Collection entries
★ ★ ★ ★

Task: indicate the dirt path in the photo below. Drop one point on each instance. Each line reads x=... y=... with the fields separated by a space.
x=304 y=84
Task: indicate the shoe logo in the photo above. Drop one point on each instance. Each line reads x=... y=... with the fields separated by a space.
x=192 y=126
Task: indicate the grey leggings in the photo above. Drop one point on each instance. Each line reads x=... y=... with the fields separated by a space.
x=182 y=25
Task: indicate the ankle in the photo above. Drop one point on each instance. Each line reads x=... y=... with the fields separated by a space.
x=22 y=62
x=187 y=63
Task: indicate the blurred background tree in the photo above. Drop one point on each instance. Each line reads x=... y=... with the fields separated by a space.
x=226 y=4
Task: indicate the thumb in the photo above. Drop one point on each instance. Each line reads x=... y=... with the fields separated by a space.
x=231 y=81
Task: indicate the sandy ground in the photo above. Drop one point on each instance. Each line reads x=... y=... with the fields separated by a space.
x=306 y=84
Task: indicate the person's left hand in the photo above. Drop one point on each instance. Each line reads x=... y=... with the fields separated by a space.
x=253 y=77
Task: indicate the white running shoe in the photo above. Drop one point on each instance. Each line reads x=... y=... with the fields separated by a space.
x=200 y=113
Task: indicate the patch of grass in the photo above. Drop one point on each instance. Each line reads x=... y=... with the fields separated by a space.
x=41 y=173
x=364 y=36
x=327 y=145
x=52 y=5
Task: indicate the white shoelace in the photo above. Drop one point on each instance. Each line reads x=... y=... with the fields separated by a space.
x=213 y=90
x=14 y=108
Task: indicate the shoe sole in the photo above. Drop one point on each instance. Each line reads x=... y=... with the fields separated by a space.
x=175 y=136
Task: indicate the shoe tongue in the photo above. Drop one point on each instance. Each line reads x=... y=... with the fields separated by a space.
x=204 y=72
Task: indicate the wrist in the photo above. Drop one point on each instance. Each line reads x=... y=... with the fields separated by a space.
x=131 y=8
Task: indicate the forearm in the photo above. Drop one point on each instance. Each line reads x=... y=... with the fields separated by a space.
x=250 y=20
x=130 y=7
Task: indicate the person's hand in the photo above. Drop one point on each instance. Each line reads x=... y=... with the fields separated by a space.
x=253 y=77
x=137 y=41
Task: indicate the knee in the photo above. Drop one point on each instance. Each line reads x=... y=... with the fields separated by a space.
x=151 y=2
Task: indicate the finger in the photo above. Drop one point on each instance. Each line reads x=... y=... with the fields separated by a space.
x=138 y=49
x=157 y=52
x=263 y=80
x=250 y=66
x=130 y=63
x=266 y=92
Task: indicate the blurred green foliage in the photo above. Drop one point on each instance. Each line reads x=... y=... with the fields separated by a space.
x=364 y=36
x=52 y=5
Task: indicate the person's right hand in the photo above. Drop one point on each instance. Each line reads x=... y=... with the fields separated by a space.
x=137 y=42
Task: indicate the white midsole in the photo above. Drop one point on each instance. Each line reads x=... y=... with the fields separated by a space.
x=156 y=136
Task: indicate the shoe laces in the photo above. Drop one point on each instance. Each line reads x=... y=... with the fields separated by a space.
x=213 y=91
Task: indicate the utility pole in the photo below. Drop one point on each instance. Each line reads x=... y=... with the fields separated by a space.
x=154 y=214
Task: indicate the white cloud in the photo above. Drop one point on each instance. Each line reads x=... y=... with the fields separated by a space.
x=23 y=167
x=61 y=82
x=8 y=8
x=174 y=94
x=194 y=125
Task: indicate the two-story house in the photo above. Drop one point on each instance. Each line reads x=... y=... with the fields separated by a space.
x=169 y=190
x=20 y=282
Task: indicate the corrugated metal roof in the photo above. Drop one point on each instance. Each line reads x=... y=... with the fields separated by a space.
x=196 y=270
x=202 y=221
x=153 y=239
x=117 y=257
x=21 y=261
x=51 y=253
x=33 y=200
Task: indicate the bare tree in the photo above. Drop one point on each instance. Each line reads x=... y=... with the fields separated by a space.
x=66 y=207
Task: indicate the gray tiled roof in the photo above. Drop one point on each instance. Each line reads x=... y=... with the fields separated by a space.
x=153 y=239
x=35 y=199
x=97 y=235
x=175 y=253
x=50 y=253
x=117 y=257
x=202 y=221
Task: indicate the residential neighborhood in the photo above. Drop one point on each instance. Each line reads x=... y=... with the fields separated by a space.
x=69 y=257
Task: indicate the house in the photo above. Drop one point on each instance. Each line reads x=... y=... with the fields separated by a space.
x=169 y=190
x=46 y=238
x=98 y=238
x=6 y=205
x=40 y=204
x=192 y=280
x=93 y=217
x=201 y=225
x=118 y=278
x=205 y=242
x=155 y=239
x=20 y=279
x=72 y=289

★ ★ ★ ★

| What this task involves |
Each entry shown above should be transcribed exactly as written.

| Reply |
Task: indicate the dirt path in the photo below. Drop one point on each instance. Each line reads x=... y=... with the fields separated by a space.
x=304 y=84
Task: indicate the shoe logo in the photo above. Drop one point on each instance. Each line reads x=... y=... with the fields separated by a space.
x=192 y=126
Task: indicate the grey leggings in the photo above. Drop one point on each instance. Each line reads x=... y=... with the fields separated by a space.
x=182 y=25
Task: indicate the ankle in the photo above. Drop one point on each instance. Each line reads x=... y=... with the fields separated by a space.
x=22 y=62
x=187 y=63
Task: indicate the blurred background tree in the photo above. Drop one point on each instance. Each line reads x=... y=... with the fields separated by a space.
x=226 y=4
Task: indicate the thumb in the photo above. Drop one point on each instance. Each line reads x=... y=... with the fields separated by a space.
x=231 y=81
Task: indicate the sandy ground in the photo above. Drop one point on each instance. Each line reads x=... y=... with the fields separated by a space.
x=306 y=84
Task: indicate the person's left hand in the photo above. Drop one point on each instance. Each line reads x=... y=... with the fields separated by a space.
x=253 y=77
Task: indicate the white running shoe in the photo above. Drop one point on each instance. Each line reads x=... y=... with the fields separated by a space.
x=200 y=113
Task: indicate the patch of grass in the photo above. Drop one point on each instance. Each line reads x=... y=... with the fields separated by a space.
x=41 y=173
x=364 y=36
x=327 y=145
x=52 y=5
Task: indicate the white shoelace in the photo above. Drop one point on each instance. Each line reads x=... y=... with the fields separated by a space.
x=213 y=90
x=14 y=108
Task: indicate the shoe sole in the photo above. Drop one point on each instance. Each line reads x=... y=... with the fields separated by a space.
x=175 y=136
Task: indicate the shoe tongue in the photo above. Drop one point on each instance. Each line reads x=... y=... with the fields separated by a space.
x=204 y=72
Task: indicate the wrist in the photo above. Drop one point on each instance. Each line reads x=... y=... with the fields separated by a space.
x=131 y=8
Task: indicate the forearm in the photo above. Drop one point on each instance. Each line reads x=... y=... with the fields separated by a space.
x=250 y=20
x=130 y=7
Task: indicate the person's hand in the photo above. Drop one point on each instance. Each line reads x=... y=... with the fields separated by a space.
x=253 y=77
x=137 y=41
Task: indicate the knee in the photo above. Drop one point on each instance. Each line reads x=... y=... with the fields separated by a space.
x=151 y=2
Task: indicate the finger in the photo above. Drop one point on each instance. Each line reads x=... y=... with the fields separated by a space.
x=138 y=49
x=157 y=52
x=263 y=80
x=250 y=66
x=130 y=63
x=266 y=92
Task: indicate the blurred green foliage in the photo above. Drop one point on each instance. Each line reads x=... y=... with the fields separated by a space.
x=364 y=36
x=52 y=5
Task: indicate the person's right hand in the photo above. Drop one point on each instance. Each line reads x=... y=... with the fields separated by a space.
x=137 y=42
Task: indicate the white midsole in the photo above. Drop one point on each instance. Each line reads x=... y=... with the fields separated by a space.
x=156 y=136
Task: indicate the shoe laces in the photo above. Drop one point on each instance. Each line reads x=... y=... with the fields separated by a space.
x=213 y=91
Task: indicate the utility pole in the photo below. Drop one point on each instance. Each line reads x=... y=... with the fields separated by a space.
x=154 y=214
Task: indicate the white cloud in the photo above. Drop one point on each instance. Each line reads x=... y=... with the fields separated by a space.
x=23 y=167
x=61 y=82
x=8 y=8
x=174 y=94
x=194 y=125
Task: indicate the two-story house in the photo above. Drop one point on each instance. Each line reads x=... y=... with the fields separated by a space.
x=169 y=190
x=20 y=282
Task: indicate the corrugated metal roof in the photo above. Drop one point on each instance. Each line reads x=... y=... with the fields separated by a space.
x=196 y=270
x=202 y=221
x=153 y=239
x=117 y=257
x=21 y=261
x=51 y=253
x=33 y=200
Task: indicate the bare tree in the photo above. Drop one point on each instance. Each line reads x=... y=... with the fields separated by a space.
x=66 y=207
Task: indicate the gray tiled roof in the photo above. Drop one point on each instance. Each line reads x=... y=... with the fields separated by a space.
x=153 y=239
x=35 y=199
x=97 y=235
x=175 y=253
x=50 y=253
x=117 y=257
x=202 y=221
Task: indicate the residential neighborhood in the photo above. Drop one point on each instance. Each line reads x=... y=... with the fields separated by a space.
x=69 y=257
Task: indicate the house in the photo above. Drop one point on each instance. Each line reads x=... y=... with the fields separated by a space.
x=169 y=190
x=46 y=238
x=98 y=238
x=6 y=205
x=40 y=204
x=192 y=280
x=93 y=217
x=201 y=225
x=118 y=278
x=205 y=242
x=155 y=239
x=20 y=279
x=72 y=289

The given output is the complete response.